» Text extract:
— Begin —

Adding Easier Configuration for Dual-Side Encoders On Split Keyboards (#1133)

* added arg and property for `add_buttons: int` for adding singleton/single-pin buttons to the `coord_mapping`, rather than the user needing to create the coord_mapping manually.

* added documentation for the `add_buttons` argument

* updated description for Multiple Scanners with Custom `coord_mapping`

Author: Vacant0mens

docs/en/encoder.md

@@ -3,7 +3,7 @@ Add twist control to your keyboard! Volume, zoom, anything you want.
 
 I2C encoder type has been tested with the Adafruit I2C QT Rotary Encoder with NeoPixel.
 
-**Note:** If you have a **split** keyboard and encoders on **both sides** should work, it's currently necessary to use the encoder-scanner explained at the bottom of [scanners docs](scanners.md).
+**Note:** If you have a **split** keyboard and encoders on **both sides** should work, it's currently necessary to use the encoder-scanner. See the Advanced Configuration section of the [scanners docs](scanners.md).

— End —

» Provided information:

— Begin —

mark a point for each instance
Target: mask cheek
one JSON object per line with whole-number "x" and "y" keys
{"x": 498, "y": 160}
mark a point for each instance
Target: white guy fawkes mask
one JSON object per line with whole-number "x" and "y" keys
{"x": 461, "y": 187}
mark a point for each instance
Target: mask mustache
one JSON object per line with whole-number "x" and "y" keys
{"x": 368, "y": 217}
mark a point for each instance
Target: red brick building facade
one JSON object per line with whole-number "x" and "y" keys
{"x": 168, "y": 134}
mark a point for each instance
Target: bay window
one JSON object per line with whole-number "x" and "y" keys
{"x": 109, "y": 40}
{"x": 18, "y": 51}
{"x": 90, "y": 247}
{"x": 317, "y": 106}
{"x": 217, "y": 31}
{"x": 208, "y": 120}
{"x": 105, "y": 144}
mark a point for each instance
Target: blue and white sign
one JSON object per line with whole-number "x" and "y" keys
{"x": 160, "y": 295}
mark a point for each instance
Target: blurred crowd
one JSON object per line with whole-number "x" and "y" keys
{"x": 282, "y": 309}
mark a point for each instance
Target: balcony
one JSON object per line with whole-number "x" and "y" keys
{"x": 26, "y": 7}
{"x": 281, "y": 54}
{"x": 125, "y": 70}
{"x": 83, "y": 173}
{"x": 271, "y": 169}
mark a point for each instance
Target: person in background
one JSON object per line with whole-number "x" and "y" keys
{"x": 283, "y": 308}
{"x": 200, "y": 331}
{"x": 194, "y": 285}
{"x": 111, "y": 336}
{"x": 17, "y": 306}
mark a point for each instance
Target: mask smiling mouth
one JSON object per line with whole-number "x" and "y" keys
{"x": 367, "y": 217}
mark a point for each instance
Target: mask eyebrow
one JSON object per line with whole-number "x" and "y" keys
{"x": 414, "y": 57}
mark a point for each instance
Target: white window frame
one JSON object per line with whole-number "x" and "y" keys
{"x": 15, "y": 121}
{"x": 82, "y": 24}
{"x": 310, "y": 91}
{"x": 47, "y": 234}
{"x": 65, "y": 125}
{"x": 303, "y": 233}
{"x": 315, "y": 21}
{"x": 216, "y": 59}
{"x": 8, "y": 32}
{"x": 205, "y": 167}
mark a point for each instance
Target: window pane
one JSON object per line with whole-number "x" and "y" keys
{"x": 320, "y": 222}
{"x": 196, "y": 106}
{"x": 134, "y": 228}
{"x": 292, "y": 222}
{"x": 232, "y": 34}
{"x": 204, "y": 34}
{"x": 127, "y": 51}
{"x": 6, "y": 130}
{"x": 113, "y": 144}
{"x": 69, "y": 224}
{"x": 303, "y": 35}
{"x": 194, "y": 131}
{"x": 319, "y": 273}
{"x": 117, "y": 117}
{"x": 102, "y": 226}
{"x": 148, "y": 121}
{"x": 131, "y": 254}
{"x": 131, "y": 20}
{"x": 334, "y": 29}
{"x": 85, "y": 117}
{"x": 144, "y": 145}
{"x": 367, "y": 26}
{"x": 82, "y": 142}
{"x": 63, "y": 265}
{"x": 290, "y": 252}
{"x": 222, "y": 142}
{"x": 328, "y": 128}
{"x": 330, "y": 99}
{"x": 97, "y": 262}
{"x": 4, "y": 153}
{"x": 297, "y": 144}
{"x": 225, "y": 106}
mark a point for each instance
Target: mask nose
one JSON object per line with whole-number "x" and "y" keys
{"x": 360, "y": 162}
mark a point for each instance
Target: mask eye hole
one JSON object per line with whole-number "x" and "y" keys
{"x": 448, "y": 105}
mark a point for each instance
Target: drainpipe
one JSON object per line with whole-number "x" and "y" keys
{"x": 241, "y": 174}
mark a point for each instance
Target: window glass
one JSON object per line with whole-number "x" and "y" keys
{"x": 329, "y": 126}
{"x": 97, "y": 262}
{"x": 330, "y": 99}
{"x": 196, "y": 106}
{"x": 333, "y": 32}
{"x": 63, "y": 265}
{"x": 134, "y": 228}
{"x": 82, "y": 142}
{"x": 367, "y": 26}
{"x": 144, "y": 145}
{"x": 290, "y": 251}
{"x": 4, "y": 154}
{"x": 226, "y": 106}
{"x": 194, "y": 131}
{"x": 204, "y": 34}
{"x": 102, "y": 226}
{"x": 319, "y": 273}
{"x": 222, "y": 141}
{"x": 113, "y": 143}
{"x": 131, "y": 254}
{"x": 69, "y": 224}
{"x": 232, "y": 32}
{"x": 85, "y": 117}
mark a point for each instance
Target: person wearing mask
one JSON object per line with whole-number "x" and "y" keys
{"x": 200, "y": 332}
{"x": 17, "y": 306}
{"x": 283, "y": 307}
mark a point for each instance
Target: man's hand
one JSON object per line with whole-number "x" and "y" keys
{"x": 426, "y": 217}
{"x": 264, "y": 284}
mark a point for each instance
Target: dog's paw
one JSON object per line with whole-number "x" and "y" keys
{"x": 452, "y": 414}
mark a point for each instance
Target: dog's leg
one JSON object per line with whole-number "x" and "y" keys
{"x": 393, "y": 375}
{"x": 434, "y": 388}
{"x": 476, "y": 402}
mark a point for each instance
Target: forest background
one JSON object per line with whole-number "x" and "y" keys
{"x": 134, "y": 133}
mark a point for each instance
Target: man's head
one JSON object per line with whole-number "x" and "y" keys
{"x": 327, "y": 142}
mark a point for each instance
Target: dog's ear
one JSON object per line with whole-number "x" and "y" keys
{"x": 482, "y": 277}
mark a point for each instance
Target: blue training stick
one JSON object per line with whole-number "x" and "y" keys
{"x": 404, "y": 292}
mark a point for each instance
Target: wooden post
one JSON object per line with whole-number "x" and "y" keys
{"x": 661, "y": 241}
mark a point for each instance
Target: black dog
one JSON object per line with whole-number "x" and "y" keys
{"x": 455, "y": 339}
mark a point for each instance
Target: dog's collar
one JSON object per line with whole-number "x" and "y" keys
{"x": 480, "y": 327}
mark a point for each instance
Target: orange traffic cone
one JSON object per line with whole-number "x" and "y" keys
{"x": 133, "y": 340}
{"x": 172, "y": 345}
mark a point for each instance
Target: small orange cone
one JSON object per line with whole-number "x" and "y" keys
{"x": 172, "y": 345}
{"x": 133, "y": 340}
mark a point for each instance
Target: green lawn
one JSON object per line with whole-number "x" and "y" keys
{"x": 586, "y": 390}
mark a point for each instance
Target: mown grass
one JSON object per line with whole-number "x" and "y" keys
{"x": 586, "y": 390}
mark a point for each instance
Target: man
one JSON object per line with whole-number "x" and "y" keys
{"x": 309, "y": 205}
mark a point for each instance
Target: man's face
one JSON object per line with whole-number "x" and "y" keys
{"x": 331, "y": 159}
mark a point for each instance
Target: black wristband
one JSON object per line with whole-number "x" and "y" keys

— End —

» Requirements:
#1 Answer these from the encoder configuration text:
(a) What type is given for the `add_buttons` argument?
(b) Which device has the I2C encoder type been tested with?
(c) According to the updated note, which section of the scanners docs should be consulted?
#2 Duplicate a passage from the encoder configuration text, beginning at the words "Adding Easier Configuration" and stopping after "the coord_mapping manually.".
#3 Go on with the encoder configuration text, picking up after its last line.

» Results of the exercise:
#1
(a) `int`
(b) The Adafruit I2C QT Rotary Encoder with NeoPixel
(c) The Advanced Configuration section

#2
Adding Easier Configuration for Dual-Side Encoders On Split Keyboards (#1133)

* added arg and property for `add_buttons: int` for adding singleton/single-pin buttons to the `coord_mapping`, rather than the user needing to create the coord_mapping manually.

#3
 ## Enabling the extension
 The constructor(`EncoderHandler` class) takes a list of encoders, each one defined as either:

docs/en/scanners.md

@@ -150,24 +150,42 @@ class MyKeyboard(KMKKeyboard):
 
 ### RotaryioEncoder
 
-Matrix events from a quadrature ("rotary") encoder?
+Matrix events from a quadrature ("rotary") encoder.
+
+For any rotary encoders that you may include in your keyboard configuration, you can add this scanner to handle the input of the encoder actions (usually: left turn, right turn, and click) and to be able to configure them via the `keyboard.keymap` as if they were regular keys.
+
+Often, rotary encoders are attached as accessories, i.e. alongside a key/button matrix. The below example shows how this can be configured.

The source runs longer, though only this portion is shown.